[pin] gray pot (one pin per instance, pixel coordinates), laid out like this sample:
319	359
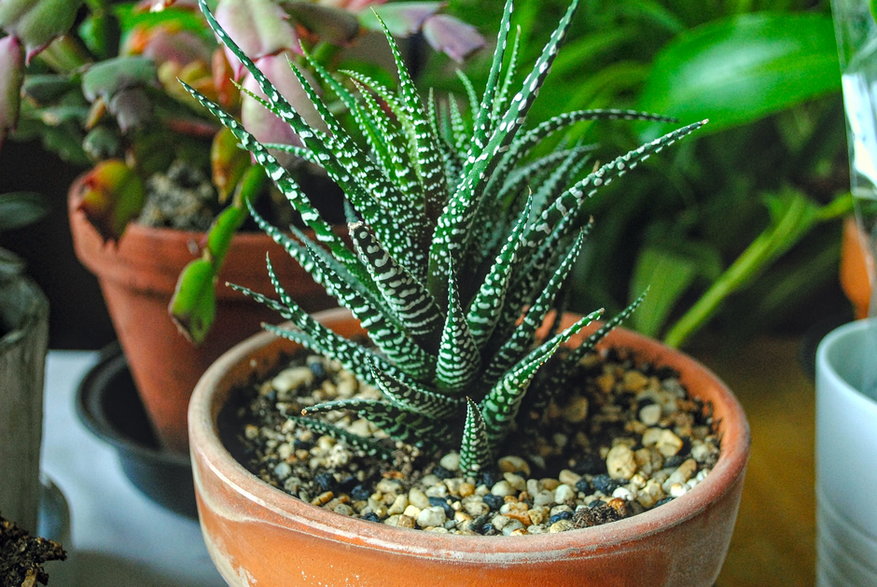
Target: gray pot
846	456
24	315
......
**What to do**
Recast the data above as a JSON list of strings, one string per line, skipping blank lines. Leave the pictures out.

**Solution for this exercise**
[
  "[pin] gray pot (one pin per instance, pixel coordinates), laid out like this sample:",
  "319\t359",
  "Target: gray pot",
  "846\t456",
  "24\t315"
]